-- start of Given text --

Picture your typical week: Maybe you have a doctor’s appointment or a child’s music performance to attend. You may have urgent errands to run on your day off from work. Now, imagine having to achieve these things without knowing your actual work schedule, knowing that at any moment you could be called in to work – or that you could hustle to get to your job and then be told that you’re not needed after all, or maybe sent home after only getting an hour’s work.
Under what is known as “just-in-time scheduling,” employers increasingly require that their employees remain constantly on call and give them little advance notice about schedules. Large retail employers have begun using digital scheduling systems that detect minute fluctuations in business throughout the day and tailor employees’ work hours to the precise times when customers are most likely to shop. Instead of using this technology to make life easier and more predictable for everyone, they are using it to maximize profits at their employees’ expense. These practices are making it impossible for employees to live normal lives.
Sometimes, employees have told researchers, workers don’t know what hours they are scheduled until they show up to punch in. Or, an employee shows up for a scheduled shift and is told to go home – effectively denying that person their day’s pay. The impact is a sense of constant precarious living. “Just-in-time scheduling” deprives employees of the ability to plan their lives, to schedule childcare, attend family events or take care of their own health. It also means many employees don’t get to work enough hours at one job to make ends meet. This unpredictability of such employment is especially problematic for the 7.5 million part-time workers who say they wish to have full-time positions.

-- end of Given text --

**Stated problem A**: Please return every line of the rows that contains the word "sandy".
The scheduling article and the rows have no connection to each other.

-- start of Data shown --

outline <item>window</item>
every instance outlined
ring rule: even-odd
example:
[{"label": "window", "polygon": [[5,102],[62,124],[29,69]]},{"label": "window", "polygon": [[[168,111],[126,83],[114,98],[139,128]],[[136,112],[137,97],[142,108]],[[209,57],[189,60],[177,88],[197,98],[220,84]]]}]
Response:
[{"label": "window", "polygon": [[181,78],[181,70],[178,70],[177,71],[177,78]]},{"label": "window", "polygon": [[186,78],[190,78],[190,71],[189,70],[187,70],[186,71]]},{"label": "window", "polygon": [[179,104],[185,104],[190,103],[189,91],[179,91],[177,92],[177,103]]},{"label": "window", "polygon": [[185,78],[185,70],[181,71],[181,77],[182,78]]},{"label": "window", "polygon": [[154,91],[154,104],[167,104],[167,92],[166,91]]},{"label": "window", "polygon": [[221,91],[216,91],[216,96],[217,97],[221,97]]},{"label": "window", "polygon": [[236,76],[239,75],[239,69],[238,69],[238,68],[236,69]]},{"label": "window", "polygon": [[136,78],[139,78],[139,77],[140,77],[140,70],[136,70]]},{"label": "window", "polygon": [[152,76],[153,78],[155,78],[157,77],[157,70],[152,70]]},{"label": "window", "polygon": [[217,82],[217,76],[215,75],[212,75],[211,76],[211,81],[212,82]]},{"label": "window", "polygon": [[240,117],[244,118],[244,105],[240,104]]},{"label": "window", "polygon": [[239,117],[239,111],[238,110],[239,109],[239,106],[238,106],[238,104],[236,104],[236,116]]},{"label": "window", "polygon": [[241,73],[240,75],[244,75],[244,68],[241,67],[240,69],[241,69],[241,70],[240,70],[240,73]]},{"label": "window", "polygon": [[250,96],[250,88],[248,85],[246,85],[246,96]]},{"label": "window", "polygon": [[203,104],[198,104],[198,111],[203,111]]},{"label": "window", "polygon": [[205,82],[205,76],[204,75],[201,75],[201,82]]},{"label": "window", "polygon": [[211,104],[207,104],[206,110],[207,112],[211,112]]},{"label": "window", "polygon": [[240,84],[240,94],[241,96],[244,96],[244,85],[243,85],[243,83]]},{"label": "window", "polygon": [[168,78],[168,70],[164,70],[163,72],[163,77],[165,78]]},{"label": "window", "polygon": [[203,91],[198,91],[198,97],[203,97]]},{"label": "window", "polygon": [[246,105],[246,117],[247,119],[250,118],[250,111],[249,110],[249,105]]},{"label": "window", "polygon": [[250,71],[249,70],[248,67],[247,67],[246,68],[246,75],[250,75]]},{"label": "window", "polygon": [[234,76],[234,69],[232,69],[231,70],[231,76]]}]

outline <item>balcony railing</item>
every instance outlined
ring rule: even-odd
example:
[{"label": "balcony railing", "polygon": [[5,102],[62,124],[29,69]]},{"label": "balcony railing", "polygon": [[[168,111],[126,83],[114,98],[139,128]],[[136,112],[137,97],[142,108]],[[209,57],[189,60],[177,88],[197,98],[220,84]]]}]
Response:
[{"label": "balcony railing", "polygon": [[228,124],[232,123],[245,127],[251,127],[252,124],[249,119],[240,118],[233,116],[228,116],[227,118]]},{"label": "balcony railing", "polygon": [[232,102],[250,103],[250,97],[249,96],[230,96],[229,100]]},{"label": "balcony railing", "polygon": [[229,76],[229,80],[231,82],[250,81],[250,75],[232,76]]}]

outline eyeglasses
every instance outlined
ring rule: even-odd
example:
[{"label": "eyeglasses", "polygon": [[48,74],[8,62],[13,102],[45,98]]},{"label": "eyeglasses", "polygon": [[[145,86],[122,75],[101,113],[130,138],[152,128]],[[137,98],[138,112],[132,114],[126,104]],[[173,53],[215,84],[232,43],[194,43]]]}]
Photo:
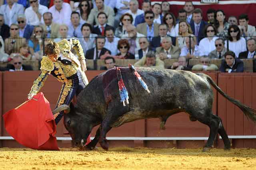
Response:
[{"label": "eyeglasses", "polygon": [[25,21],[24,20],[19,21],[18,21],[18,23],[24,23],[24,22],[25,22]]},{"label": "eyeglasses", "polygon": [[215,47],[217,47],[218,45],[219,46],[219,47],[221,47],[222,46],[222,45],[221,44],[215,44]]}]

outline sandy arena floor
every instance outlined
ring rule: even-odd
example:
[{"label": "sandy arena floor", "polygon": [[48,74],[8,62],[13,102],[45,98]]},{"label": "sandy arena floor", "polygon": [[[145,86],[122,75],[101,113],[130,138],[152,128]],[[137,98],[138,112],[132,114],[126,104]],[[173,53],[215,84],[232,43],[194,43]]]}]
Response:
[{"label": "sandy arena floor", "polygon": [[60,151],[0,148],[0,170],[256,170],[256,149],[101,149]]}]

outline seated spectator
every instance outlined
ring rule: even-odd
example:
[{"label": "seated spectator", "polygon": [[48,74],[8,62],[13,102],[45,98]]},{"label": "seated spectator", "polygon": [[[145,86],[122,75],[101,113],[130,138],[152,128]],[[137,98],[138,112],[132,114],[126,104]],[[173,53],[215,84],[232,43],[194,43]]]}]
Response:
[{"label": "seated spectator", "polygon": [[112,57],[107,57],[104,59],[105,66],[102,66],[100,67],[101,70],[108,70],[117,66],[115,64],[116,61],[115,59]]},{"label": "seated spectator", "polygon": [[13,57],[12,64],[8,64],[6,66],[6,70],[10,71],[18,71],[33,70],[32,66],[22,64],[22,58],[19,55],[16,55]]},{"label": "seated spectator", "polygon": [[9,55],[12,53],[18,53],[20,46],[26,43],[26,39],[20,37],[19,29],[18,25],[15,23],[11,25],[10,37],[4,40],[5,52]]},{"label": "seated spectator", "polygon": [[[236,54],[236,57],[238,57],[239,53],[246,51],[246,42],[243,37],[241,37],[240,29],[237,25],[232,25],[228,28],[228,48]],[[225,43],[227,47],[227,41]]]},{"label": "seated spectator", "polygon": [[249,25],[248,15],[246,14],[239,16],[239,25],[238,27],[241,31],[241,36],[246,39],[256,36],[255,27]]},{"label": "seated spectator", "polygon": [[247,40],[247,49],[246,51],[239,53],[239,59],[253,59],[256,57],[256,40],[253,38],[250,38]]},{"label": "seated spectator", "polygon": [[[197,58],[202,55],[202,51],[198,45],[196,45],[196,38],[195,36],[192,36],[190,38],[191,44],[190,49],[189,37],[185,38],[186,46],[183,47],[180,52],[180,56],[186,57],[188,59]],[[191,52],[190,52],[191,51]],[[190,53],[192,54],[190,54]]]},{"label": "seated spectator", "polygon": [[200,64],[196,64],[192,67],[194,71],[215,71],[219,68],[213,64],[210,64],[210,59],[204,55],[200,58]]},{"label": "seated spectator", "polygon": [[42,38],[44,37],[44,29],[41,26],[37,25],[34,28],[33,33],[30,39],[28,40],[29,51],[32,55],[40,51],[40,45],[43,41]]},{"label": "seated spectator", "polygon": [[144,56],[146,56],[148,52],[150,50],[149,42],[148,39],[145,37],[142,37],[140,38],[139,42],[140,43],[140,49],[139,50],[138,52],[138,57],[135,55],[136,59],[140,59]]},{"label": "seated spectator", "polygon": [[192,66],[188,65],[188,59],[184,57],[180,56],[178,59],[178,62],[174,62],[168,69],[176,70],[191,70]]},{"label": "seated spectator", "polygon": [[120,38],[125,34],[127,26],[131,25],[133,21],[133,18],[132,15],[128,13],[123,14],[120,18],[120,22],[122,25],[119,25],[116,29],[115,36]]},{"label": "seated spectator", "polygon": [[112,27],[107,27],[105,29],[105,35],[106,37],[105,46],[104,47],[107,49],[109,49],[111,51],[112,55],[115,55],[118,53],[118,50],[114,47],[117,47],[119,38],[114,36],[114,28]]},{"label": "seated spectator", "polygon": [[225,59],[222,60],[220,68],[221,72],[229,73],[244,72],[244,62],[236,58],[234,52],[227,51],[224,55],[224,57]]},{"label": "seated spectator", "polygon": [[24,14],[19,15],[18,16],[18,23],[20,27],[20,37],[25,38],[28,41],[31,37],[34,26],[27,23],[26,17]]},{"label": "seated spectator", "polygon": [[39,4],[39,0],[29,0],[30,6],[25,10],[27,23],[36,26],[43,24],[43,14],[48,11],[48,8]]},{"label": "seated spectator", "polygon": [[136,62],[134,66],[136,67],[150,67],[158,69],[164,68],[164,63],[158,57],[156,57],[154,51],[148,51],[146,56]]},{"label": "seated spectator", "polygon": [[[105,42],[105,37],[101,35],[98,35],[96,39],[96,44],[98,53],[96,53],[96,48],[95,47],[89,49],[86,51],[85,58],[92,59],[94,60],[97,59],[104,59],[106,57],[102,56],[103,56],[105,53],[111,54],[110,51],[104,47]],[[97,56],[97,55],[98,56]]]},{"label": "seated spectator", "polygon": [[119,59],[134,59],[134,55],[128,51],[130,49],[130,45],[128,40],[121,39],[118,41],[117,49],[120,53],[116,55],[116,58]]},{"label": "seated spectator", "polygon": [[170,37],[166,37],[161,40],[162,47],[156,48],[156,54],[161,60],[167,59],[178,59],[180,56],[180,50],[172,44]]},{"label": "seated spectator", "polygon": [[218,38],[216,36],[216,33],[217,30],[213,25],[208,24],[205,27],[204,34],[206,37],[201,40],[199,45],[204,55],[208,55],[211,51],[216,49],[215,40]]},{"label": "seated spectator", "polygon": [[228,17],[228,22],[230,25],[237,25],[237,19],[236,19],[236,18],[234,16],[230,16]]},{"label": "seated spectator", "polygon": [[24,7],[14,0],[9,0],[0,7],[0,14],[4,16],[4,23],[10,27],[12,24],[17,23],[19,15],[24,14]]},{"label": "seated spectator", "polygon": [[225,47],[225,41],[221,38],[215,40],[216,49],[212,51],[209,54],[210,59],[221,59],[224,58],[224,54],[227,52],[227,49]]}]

-- end of Data shown --

**Stated problem B**: According to the scheduling article, how many part-time workers say they wish to have full-time positions?

**Correct answer A**:
outline sandy arena floor
[{"label": "sandy arena floor", "polygon": [[48,74],[8,62],[13,102],[45,98]]},{"label": "sandy arena floor", "polygon": [[[145,86],[122,75],[101,113],[130,138],[152,128]],[[137,98],[138,112],[132,114],[126,104]],[[173,53],[215,84],[232,43],[194,43]]]}]
[{"label": "sandy arena floor", "polygon": [[60,151],[0,148],[0,170],[256,170],[256,149],[101,149]]}]

**Correct answer B**: 7.5 million